§ Data for the task:
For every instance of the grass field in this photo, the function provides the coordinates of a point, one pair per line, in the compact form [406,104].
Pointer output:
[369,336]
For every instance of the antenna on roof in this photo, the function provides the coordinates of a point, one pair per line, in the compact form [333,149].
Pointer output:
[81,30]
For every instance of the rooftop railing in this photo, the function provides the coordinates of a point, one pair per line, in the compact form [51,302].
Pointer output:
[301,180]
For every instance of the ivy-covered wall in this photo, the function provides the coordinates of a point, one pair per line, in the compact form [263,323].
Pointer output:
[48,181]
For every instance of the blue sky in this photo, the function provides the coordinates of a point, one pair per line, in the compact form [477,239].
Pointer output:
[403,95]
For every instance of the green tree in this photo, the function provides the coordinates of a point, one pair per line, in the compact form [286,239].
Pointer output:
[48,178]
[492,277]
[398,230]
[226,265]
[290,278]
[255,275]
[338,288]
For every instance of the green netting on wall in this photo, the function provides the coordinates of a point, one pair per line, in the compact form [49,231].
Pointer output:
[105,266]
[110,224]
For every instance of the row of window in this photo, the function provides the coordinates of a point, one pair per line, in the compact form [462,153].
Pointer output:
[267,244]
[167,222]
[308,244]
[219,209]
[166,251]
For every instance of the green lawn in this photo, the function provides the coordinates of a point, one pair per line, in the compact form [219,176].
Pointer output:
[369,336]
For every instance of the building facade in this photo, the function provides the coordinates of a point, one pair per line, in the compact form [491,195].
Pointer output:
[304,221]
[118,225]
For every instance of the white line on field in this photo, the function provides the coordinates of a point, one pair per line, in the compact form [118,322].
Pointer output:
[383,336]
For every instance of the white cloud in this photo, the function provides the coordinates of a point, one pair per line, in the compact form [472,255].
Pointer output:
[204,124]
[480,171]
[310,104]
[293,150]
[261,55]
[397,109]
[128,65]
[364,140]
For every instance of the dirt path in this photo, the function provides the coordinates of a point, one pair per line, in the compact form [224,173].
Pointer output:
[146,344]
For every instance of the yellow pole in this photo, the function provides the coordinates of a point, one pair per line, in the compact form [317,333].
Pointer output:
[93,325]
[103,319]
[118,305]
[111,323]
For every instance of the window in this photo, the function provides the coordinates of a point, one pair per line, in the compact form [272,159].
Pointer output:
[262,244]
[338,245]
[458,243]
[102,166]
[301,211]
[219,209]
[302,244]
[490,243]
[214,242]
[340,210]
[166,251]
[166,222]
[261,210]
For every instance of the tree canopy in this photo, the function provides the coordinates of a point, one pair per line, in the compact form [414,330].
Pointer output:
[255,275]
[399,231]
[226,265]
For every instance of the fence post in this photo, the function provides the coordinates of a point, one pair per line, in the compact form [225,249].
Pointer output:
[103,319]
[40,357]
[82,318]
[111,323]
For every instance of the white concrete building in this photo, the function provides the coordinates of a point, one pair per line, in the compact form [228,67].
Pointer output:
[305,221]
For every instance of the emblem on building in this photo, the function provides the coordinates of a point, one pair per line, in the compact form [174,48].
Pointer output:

§ Given instruction: Exactly as shown above, return every record.

§ Correct output:
For every instance of the grass field in this photo, the function provides the coordinates of a point, one pair per line, in the compact form [406,104].
Pointer output:
[369,336]
For every instance of the antenna on roof in this photo, the function provides the coordinates of a point, one pair per line, in the compact form [333,149].
Pointer output:
[81,30]
For every instance of the rooftop railing in this photo, the function provides the coordinates of a point, one pair per line, in the compact form [51,302].
Pointer output:
[301,180]
For every instance of the ivy-covered wall in this photo, the function provides the coordinates of a point, one pair per line, in the compact form [263,323].
Pointer output:
[48,181]
For every instance of the blue sky in this photo, the function provides the coordinates of a point, one pair per line, in the compact form [477,239].
Pointer output:
[403,95]
For every instance of the green tree in this photo, the function provides the coordinates of a point, one pair per line, in the compact form [286,239].
Pointer output:
[48,178]
[492,277]
[398,230]
[226,265]
[290,278]
[255,275]
[338,288]
For every instance of the green netting on wall in this photo, the function provides the coordinates of a point, one pair per line, in the compact form [49,231].
Pointer output:
[105,266]
[110,224]
For every instance of the row of window in this photo, the function provides the coordinates of a point, one pair per line, in the compact form [462,153].
Pointer output:
[267,244]
[167,222]
[308,244]
[219,209]
[166,251]
For every instance of the green lawn in this photo, the function provides the coordinates of a point, one pair per line, in the compact form [219,176].
Pointer output:
[369,336]
For every instance of the building facade in this photo, the function provides the coordinates of a point, one pair per line, in the compact form [491,195].
Pointer output:
[304,221]
[118,225]
For every instance of the white line on field in this photo, the function provides the coordinates of a point, one pair per line, in the compact form [118,322].
Pointer output:
[383,336]
For every instance of the white cloud in this photo, the function provides the coordinates of a point, one pair per line, in the compact form [472,255].
Pointer output:
[204,124]
[480,171]
[310,104]
[293,150]
[261,55]
[397,109]
[128,65]
[364,140]
For every instance of the dirt path in this photo, the function provides the coordinates of a point, one pair per line, in the compact form [224,173].
Pointer output:
[146,344]
For every instance of the yellow pole in this photo, the function provides the coordinates of a point, one pair per line, in the compact form [317,333].
Pointer output:
[93,325]
[103,319]
[118,305]
[111,323]
For every instance of the window in this photo, the function provides the coordinates of a point, one pair per line, in the compact form [272,159].
Pointer output:
[262,244]
[338,245]
[458,243]
[102,166]
[301,211]
[219,209]
[302,244]
[490,243]
[214,242]
[340,210]
[166,251]
[166,222]
[261,210]
For every instance of the tree canopy in this photo, the function provides the coordinates of a point, one pair per line, in the compact form [414,330].
Pointer output:
[255,275]
[399,231]
[226,265]
For every instance of the fence post in this photo, the function provides the coordinates of a point, one pair per line, in the compact form [225,249].
Pointer output:
[103,319]
[40,357]
[82,318]
[111,323]
For every instance of the white concrete building in this photo, the function provides the coordinates of a point, one pair per line, in the compact form [228,67].
Pointer output:
[305,221]
For every instance of the emblem on building in this photo, the function provides the coordinates of a point, one pair per line, in the compact form [174,48].
Pointer output:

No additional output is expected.